*Fragmento proporcionado*
“Esta limitación esta barrera / esta separación / esta soledad la conciencia / la efímera gratuita cerrada / ensimismada conciencia / esta conciencia / existiendo nombrándose / fulgurando un instante / en la nada absoluta / en la noche absoluta / en el vacío.” La conciencia, la ensimismada conciencia, como diría la poeta Idea Vilariño con rotunda brevedad, parecería fluir más fácilmente en soledad. En aquella soledad que, aun llevada a límites extremos por el individualismo, puede conducir al conocimiento profundo de sí mismo que exige la compleja interacción de la sociedad humana.
Nadie hubiera imaginado que el nuevo coronavirus Covid-19, además de la estela de muerte e impotencia que ha desplegado sobre el planeta, expondría con tal crudeza la enorme incapacidad de los humanos para sobrellevarnos mutuamente. Porque, si bien la circunstancia de estar solos, la renombrada soledad, es uno de los grandes temas universales que el hombre trata de sofocar a través de actividades como el arte, la filosofía, la música o la literatura, es en este modelo de convivencia a que estamos siendo llevados, en la incómoda reclusión que nos impone un evento repentino y vertiginoso como el coronavirus, donde se manifiesta el peso de nuestra carga emocional y sale a la luz toda la miseria humana. El confinamiento social decretado en razón de la pandemia, será para los mundanos -los frívolos impasibles que requieren ser mirados y admirados- una gran contrariedad; para los contemplativos que viven en una especie de convento de clausura, quizá una calamidad; para tantos infelices en cuyo núcleo familiar se esconde un abusador, será una fatalidad. Sin embargo, hay que hacerlo como un acto de conciencia, el vehículo del cambio que pide a gritos la humanidad.

*Información mostrada*
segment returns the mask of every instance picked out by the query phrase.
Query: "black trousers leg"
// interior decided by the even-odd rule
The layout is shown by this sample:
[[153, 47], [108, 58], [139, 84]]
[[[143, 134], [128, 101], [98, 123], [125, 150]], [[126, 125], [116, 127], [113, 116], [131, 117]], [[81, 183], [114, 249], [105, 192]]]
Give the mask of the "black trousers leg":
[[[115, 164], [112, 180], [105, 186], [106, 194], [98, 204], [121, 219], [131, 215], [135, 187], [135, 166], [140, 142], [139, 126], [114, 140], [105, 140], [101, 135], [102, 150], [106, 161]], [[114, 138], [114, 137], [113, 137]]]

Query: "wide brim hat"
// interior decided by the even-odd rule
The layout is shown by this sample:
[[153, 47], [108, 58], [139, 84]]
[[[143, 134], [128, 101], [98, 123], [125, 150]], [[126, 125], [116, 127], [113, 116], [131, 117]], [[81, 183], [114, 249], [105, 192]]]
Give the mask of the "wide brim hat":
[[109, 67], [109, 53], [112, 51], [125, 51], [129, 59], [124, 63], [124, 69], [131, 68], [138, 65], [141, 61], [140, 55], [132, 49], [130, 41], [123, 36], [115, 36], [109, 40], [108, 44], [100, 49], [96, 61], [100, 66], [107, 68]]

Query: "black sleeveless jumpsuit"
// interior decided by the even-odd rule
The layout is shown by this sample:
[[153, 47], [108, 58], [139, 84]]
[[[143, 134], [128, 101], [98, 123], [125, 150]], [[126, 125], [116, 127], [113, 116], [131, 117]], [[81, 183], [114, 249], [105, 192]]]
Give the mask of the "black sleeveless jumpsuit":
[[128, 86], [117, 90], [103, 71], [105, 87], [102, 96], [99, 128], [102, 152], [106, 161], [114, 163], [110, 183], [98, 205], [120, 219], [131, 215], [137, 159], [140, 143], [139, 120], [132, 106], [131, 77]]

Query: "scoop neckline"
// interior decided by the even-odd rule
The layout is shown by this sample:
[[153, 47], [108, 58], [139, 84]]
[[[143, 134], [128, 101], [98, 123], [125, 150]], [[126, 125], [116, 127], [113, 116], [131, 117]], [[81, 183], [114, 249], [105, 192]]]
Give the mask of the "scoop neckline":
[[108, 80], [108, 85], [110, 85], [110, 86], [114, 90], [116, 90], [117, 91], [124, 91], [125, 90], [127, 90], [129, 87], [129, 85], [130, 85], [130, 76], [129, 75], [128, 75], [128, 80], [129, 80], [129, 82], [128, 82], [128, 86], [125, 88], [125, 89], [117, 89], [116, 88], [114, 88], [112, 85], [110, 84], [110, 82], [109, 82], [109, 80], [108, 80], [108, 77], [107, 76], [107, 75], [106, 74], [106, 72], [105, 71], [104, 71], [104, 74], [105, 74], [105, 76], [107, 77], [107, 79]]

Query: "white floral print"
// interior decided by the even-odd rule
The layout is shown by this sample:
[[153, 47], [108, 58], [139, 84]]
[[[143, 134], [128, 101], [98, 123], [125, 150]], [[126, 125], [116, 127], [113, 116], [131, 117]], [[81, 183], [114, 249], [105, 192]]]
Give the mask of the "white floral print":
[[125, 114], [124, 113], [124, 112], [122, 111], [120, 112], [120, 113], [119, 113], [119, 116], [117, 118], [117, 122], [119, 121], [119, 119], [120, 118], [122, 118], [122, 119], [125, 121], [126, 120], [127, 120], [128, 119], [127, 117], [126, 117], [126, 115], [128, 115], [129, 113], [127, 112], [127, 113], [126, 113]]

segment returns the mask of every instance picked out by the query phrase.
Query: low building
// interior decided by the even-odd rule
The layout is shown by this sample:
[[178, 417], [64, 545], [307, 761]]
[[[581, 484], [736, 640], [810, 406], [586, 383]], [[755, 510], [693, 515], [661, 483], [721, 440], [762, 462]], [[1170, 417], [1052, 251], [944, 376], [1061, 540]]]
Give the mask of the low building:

*Tarea asignada A*
Resume en dos oraciones el fragmento sobre la soledad y el confinamiento.
*Tarea asignada B*
Prosigue el fragmento sobre la soledad y el confinamiento desde su última oración.
Las entradas provienen de una fuente distinta.

*Respuesta A*
A partir de unos versos de Idea Vilariño, el fragmento plantea que la conciencia parecería fluir más fácilmente en soledad, que puede conducir al conocimiento profundo de sí mismo. Sostiene además que el confinamiento impuesto por el coronavirus ha expuesto la incapacidad de los humanos para sobrellevarse mutuamente y ha sacado a la luz la miseria humana, aunque debe asumirse como un acto de conciencia, vehículo del cambio que pide la humanidad.

*Respuesta B*
Según el más reciente informe emitido por un equipo colaborador de la OMS, en el caso del Covid-19 las medidas de distanciamiento social podrían extenderse hasta por 18 meses, razón por la cual el nuevo escenario de convivencia en que transcurriría la cotidianidad, cambiaría peligrosamente su carácter provisional; así las cosas, conforme pasen los días los espacios compartidos se volverán asfixiantes, los diálogos pasarán a ser monólogos, y habrá un reclamo de libertad hasta para sacarse los mocos. De manera que, aunque tratemos de enmarcar las dolorosas coyunturas por las que atraviesa el mundo, en una aureola de romántica experiencia donde avanzar en hermandad hacia un final feliz, deberemos prepararnos para lo que se avecina. Para los colombianos, no veo posible ese final. Ojalá me equivoque, pero es difícil enfrentar los avatares sin conciencia colectiva. Y cuando uno escucha al presidente pedirle a la Virgen de Chiquinquirá “que nos consagre como sociedad” en lugar de pedirle que nos concientice como tal, entiende que, a estas alturas, todavía el presidente no comprende lo que exige el perfil inconsistente del pueblo que gobierna.